▸ WHAT TO DO
Extract every line of the records below and reproduce each one verbatim, with no changes.

▸ EXERCISE INPUTS
_____

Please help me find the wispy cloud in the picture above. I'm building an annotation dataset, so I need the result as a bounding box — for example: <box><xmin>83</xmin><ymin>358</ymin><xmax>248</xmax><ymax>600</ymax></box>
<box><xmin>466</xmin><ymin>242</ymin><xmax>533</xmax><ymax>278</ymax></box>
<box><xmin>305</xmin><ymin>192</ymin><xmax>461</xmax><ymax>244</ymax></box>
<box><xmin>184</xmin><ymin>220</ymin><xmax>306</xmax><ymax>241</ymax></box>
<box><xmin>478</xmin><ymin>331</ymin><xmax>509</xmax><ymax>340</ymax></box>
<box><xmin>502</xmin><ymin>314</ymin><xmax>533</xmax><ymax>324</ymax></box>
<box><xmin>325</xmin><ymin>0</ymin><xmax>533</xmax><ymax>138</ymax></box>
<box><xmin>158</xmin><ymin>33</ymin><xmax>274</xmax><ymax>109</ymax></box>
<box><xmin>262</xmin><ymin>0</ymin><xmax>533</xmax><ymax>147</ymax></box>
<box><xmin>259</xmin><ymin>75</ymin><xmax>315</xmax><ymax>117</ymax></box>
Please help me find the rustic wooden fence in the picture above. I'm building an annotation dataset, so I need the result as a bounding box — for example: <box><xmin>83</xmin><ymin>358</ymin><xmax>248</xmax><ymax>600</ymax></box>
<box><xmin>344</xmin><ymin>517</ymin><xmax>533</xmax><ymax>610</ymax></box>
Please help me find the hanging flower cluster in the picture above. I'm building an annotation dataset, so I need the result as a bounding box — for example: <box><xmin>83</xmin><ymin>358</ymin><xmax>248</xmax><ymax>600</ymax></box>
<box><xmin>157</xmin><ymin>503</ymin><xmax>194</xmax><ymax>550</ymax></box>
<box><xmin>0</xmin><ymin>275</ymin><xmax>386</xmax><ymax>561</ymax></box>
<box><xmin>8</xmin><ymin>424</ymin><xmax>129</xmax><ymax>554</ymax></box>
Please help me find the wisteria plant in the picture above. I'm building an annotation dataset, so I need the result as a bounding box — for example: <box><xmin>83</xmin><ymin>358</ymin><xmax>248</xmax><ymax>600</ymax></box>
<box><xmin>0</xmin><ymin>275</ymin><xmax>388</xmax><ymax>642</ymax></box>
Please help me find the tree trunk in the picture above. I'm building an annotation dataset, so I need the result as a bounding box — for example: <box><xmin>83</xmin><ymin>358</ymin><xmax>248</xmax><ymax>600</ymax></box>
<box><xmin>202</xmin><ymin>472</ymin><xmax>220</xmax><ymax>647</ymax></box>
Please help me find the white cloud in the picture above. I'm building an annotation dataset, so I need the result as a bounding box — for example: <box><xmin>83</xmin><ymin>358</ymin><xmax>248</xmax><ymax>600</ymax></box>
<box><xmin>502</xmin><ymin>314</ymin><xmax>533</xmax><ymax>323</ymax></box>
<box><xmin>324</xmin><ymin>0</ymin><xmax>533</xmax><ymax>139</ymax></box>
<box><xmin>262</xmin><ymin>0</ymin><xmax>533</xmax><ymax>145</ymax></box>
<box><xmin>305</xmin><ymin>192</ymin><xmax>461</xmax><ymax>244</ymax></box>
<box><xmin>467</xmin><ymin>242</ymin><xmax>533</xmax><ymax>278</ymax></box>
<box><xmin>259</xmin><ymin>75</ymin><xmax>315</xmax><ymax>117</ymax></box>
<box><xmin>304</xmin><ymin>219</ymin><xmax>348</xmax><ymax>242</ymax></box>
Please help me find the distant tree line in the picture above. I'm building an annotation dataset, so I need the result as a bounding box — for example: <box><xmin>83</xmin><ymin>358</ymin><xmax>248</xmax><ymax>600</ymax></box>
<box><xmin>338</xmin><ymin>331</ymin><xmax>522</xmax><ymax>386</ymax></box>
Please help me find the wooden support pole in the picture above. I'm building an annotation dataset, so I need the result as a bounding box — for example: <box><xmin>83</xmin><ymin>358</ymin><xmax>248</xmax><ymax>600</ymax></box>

_____

▸ EXERCISE RESULT
Please help me find the wispy cloud in the picture above. I'm building an annotation dataset, so I need the result as a bounding box — for example: <box><xmin>83</xmin><ymin>358</ymin><xmax>248</xmax><ymax>600</ymax></box>
<box><xmin>466</xmin><ymin>242</ymin><xmax>533</xmax><ymax>278</ymax></box>
<box><xmin>305</xmin><ymin>192</ymin><xmax>461</xmax><ymax>244</ymax></box>
<box><xmin>184</xmin><ymin>220</ymin><xmax>306</xmax><ymax>241</ymax></box>
<box><xmin>478</xmin><ymin>331</ymin><xmax>509</xmax><ymax>340</ymax></box>
<box><xmin>502</xmin><ymin>314</ymin><xmax>533</xmax><ymax>324</ymax></box>
<box><xmin>325</xmin><ymin>0</ymin><xmax>533</xmax><ymax>138</ymax></box>
<box><xmin>158</xmin><ymin>33</ymin><xmax>274</xmax><ymax>109</ymax></box>
<box><xmin>262</xmin><ymin>0</ymin><xmax>533</xmax><ymax>147</ymax></box>
<box><xmin>259</xmin><ymin>75</ymin><xmax>315</xmax><ymax>117</ymax></box>
Please help me find the rustic wooden fence in the picture above. I'm building an annotation dataset, so I need the result as a bounding box — for example: <box><xmin>83</xmin><ymin>358</ymin><xmax>248</xmax><ymax>600</ymax></box>
<box><xmin>344</xmin><ymin>517</ymin><xmax>533</xmax><ymax>610</ymax></box>
Please help me find the hanging flower cluster in the picture above. I'm building an annotation dataset, so I need the result as a bounding box — for example: <box><xmin>83</xmin><ymin>358</ymin><xmax>248</xmax><ymax>600</ymax></box>
<box><xmin>157</xmin><ymin>503</ymin><xmax>194</xmax><ymax>550</ymax></box>
<box><xmin>0</xmin><ymin>275</ymin><xmax>386</xmax><ymax>561</ymax></box>
<box><xmin>8</xmin><ymin>424</ymin><xmax>129</xmax><ymax>554</ymax></box>
Please help me find the wisteria plant in the picture above. I'm building an annotation dataset, so I need the result as a bounding box — for example: <box><xmin>83</xmin><ymin>358</ymin><xmax>248</xmax><ymax>600</ymax></box>
<box><xmin>0</xmin><ymin>275</ymin><xmax>388</xmax><ymax>642</ymax></box>
Please help me find the tree trunk in the picture above. I'm building an annotation dataset, so I need the result as a bounding box — for example: <box><xmin>83</xmin><ymin>358</ymin><xmax>248</xmax><ymax>600</ymax></box>
<box><xmin>202</xmin><ymin>472</ymin><xmax>220</xmax><ymax>647</ymax></box>
Please help me find the white cloud in the picture above. I'm building an annotation dataset, so I need the result as a bounding box — for example: <box><xmin>83</xmin><ymin>358</ymin><xmax>248</xmax><ymax>600</ymax></box>
<box><xmin>502</xmin><ymin>314</ymin><xmax>533</xmax><ymax>323</ymax></box>
<box><xmin>324</xmin><ymin>0</ymin><xmax>533</xmax><ymax>139</ymax></box>
<box><xmin>262</xmin><ymin>0</ymin><xmax>533</xmax><ymax>145</ymax></box>
<box><xmin>305</xmin><ymin>192</ymin><xmax>461</xmax><ymax>244</ymax></box>
<box><xmin>467</xmin><ymin>242</ymin><xmax>533</xmax><ymax>278</ymax></box>
<box><xmin>259</xmin><ymin>75</ymin><xmax>315</xmax><ymax>117</ymax></box>
<box><xmin>304</xmin><ymin>219</ymin><xmax>348</xmax><ymax>242</ymax></box>
Please help me find the distant tree line in the picture above. I'm building an annotation dataset, so I need the result as a bounding box — for example: <box><xmin>83</xmin><ymin>358</ymin><xmax>248</xmax><ymax>600</ymax></box>
<box><xmin>338</xmin><ymin>331</ymin><xmax>522</xmax><ymax>386</ymax></box>
Please help me find the wooden support pole in the picture above. I'm building an annotation dataset, so I need the result as a bounding box — for example: <box><xmin>83</xmin><ymin>358</ymin><xmax>248</xmax><ymax>600</ymax></box>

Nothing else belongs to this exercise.